━━ Dataset content

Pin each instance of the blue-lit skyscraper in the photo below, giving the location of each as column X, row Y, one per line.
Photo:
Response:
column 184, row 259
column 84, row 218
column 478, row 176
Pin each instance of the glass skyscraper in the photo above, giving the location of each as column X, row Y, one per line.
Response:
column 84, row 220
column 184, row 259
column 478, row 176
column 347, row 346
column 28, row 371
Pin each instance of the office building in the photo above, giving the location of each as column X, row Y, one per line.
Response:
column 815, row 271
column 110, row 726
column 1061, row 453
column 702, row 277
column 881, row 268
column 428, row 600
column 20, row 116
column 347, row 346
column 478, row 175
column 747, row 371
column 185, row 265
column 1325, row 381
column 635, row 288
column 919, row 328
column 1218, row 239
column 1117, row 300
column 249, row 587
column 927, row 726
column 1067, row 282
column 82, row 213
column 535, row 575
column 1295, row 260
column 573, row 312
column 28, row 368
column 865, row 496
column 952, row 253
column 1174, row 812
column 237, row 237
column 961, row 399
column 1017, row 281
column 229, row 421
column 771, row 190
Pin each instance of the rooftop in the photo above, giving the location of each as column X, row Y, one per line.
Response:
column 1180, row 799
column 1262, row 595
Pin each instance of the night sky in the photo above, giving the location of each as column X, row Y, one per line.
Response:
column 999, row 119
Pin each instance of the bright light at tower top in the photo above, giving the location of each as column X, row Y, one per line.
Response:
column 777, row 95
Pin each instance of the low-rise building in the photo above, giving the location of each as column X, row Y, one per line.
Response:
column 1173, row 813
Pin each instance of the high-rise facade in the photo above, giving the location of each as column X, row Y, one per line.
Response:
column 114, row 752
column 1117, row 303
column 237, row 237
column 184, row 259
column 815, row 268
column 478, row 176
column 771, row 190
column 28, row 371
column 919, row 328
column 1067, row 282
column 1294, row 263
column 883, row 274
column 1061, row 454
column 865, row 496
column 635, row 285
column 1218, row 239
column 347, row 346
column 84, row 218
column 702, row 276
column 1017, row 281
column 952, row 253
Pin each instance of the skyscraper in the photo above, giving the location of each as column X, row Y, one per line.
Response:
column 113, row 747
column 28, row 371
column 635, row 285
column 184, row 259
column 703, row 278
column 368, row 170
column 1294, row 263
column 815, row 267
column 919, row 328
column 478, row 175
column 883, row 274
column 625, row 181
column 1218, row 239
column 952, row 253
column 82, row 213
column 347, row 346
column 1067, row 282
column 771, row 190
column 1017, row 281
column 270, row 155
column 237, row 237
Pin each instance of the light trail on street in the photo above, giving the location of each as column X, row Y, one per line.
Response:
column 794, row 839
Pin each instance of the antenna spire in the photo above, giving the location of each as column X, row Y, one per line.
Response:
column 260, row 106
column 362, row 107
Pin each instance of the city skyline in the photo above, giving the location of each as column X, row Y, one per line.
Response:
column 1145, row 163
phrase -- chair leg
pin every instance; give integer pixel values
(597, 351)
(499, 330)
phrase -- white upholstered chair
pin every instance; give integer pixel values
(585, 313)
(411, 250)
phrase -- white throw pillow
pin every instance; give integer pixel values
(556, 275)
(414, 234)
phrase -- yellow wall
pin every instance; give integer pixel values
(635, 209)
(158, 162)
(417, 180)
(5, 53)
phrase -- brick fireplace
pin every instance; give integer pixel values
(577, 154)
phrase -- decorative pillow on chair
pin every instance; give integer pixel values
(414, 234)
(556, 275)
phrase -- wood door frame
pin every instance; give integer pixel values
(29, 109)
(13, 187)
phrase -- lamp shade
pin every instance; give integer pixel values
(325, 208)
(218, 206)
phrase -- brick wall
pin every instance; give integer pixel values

━━━━

**What you will do**
Your answer must be the lines from the one containing "phrase -- brick wall" to the last line of the entries, repeated exactly and with nothing else.

**Answer box**
phrase -- brick wall
pin every instance; give integer pixel values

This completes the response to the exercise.